▸ **Aim of the exercise**
In the text on the auto industry and energy security, what land speed did the "Stanley Rocket" reach in 1906?

▸ **Document section**
#####
In 1906, for example, the “Stanley Rocket”… built by the brothers who created the very successful “Stanley Steamer”… set a new land speed record… 127 miles per hour.
Of course, electrically driven vehicles had their proponents, too – most notably, Thomas Edison, who believed that electricity was the best option for driving automobiles. In fact, he spent years improving battery technology specifically for use in electric cars.
Today, it looks like Edison might have had a great idea… maybe just a little further ahead of his time than usual. More on that in a minute.
Today, as I said, the auto industry is much different from the way it was 100 years ago. In fact, it’s much different from the way it was just five years ago.
Since 2001, a series of geopolitical, natural, and economic realities… from extraordinary economic growth in China and India … to regional conflicts in the Middle East … to population growth, global climate change, and natural disasters in the Gulf of Mexico … have combined to drive home the fact that we face an increasingly uncertain energy future on a global basis.
All of this has created serious concerns about energy supply, energy availability, sustainable growth, the environment, even national security – issues that, collectively, have come to be called “energy security.”
A few statistics:
Today, 35 percent of the world’s energy needs are met with petroleum products.
China imports about 46 percent of the petroleum it uses, the U.S. imports about 64 percent, the European Union imports about 79 percent, and Japan imports virtually 100 percent.
And according to the Department of Energy, from 2003 to 2030, worldwide energy demand will grow an average of 2 percent a year. In other words, we’ll need about 70 percent more energy in 2030 than we did in 2003.
My conclusion from these figures… going forward, it is highly unlikely that oil alone is going to supply all of the world’s rapidly growing automotive energy requirements.
For the global auto industry, this means that we must – as a business necessity – develop alternative sources of propulsion… based on alternative sources of energy… in order to meet the world’s growing demand for our products.
This is a huge assignment. But it’s also an extraordinary opportunity.
By developing alternative sources of energy and propulsion, we have the chance to mitigate many of the issues surrounding energy availability… we’ll be able to better cope with future increases in global energy demand… we’ll minimize the automobile’s impact on the environment… we’ll be able to take full advantage of the incredible growth opportunity for cars and trucks around the globe… we’ll take a lot of risk out of our business, and likely improve the profitability of the industry… and, not to be overlooked, we’ll have the opportunity to make the automobile more exciting, more functional, and more fun to drive than ever before.
The key, as we see it at GM, is energy diversity.
We believe that the best way to power the automobile in the years to come, is to do so with many different sources of energy.
So, what are the conventional and alternative energy sources we’re talking about, and how do we see them playing out?
First on the list are conventional gasoline and diesel fuels… and they’ll continue to be the principal automotive fuel source for some time.
#####
▸ **Supplied material**
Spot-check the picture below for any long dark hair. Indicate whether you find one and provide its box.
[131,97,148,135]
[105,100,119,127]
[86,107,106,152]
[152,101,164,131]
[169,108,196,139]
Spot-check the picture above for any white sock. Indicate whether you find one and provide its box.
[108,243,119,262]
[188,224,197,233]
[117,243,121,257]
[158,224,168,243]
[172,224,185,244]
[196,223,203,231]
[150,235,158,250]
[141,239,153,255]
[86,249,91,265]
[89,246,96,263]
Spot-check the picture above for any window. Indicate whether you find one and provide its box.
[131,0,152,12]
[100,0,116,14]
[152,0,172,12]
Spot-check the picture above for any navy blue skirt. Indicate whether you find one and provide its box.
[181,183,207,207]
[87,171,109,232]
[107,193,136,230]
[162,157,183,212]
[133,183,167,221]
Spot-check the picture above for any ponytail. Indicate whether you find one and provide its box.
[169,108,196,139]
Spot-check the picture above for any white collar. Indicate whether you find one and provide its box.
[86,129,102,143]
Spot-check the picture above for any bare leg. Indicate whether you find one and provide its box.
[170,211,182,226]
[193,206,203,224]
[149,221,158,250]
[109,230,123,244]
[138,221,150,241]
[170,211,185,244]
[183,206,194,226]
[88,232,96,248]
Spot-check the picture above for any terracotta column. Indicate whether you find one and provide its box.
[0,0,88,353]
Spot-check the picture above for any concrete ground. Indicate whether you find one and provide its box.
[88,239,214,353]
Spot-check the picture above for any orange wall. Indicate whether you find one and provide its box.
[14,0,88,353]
#####
▸ **Expected answer**
127 miles per hour.